■ TASK SET ■
a) List the four routines in the AMDGPU patch description that are named with a function-style identifier, such as a lowering or combine function.
b) Please output everything from "Previous attempt had" down to "is not all-same-bits." in the AMDGPU patch description, copied without any changes.

■ EXTRACT TO READ ■
+++++
[AMDGPU] Remove AMDGPUISD::FFBH_I32 and add ISD::CTLS lowering (#187694)
It's the a continuation of previously reverted
https://github.com/llvm/llvm-project/pull/178420
The patch removes custom AMDGPUISD::FFBH_I32 SelectionDAG node. Call
sites that need raw hardware semantics (LowerINT_TO_FP32, legalizeITOFP)
now use amdgcn_sffbh intrinsic directly. ISD::CTLS is added as a Custom
operation for i32.
Previous attempt had an issue:
The hardware v_ffbh_i32 instruction (v_cls_i32 on newer targets) has
different semantics than ISD::CTLS:
-sffbh returns [1, BitWidth-1] for normal values, -1 for
all-same-bits
-CTLS returns [0, BitWidth-2] for normal values, BitWidth-1 for
all-same-bits
Now LowerCTLS handles this by: sffbh -> umin(sffbh, BitWidth) -> sub 1.
Current patch also adds DAG combine to recognize the common CTLS idiom:
sub(ctlz(xor(x, sra(x, BitWidth-1))), 1) -> ctls(x)
and an optimization in performMinMaxCombine to fold away umin
when the input is not all-same-bits.
Partially addresses #177635
+++++
■ MATERIAL PROVIDED ■
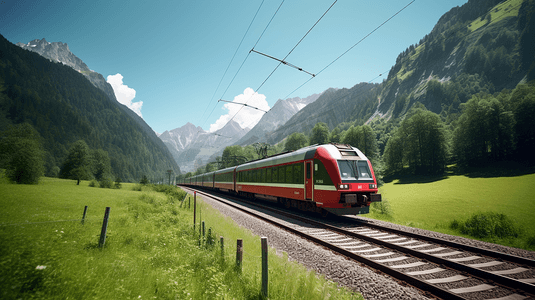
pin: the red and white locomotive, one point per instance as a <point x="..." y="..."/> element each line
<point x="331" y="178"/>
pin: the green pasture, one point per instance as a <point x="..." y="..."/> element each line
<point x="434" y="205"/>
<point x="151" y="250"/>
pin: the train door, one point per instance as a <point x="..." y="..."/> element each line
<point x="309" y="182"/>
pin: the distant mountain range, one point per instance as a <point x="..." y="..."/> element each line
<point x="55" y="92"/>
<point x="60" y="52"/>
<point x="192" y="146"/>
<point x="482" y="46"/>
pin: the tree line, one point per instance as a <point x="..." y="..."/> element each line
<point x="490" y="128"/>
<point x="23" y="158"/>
+++++
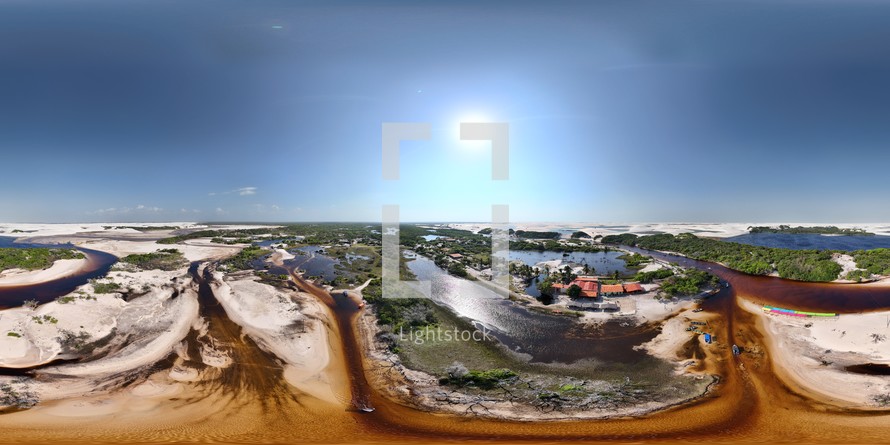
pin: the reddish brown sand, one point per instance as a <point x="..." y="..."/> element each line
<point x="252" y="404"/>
+++++
■ EXERCISE RESPONSES ■
a) LowerINT_TO_FP32, legalizeITOFP, LowerCTLS, performMinMaxCombine

b)
Previous attempt had an issue:
The hardware v_ffbh_i32 instruction (v_cls_i32 on newer targets) has
different semantics than ISD::CTLS:
-sffbh returns [1, BitWidth-1] for normal values, -1 for
all-same-bits
-CTLS returns [0, BitWidth-2] for normal values, BitWidth-1 for
all-same-bits
Now LowerCTLS handles this by: sffbh -> umin(sffbh, BitWidth) -> sub 1.
Current patch also adds DAG combine to recognize the common CTLS idiom:
sub(ctlz(xor(x, sra(x, BitWidth-1))), 1) -> ctls(x)
and an optimization in performMinMaxCombine to fold away umin
when the input is not all-same-bits.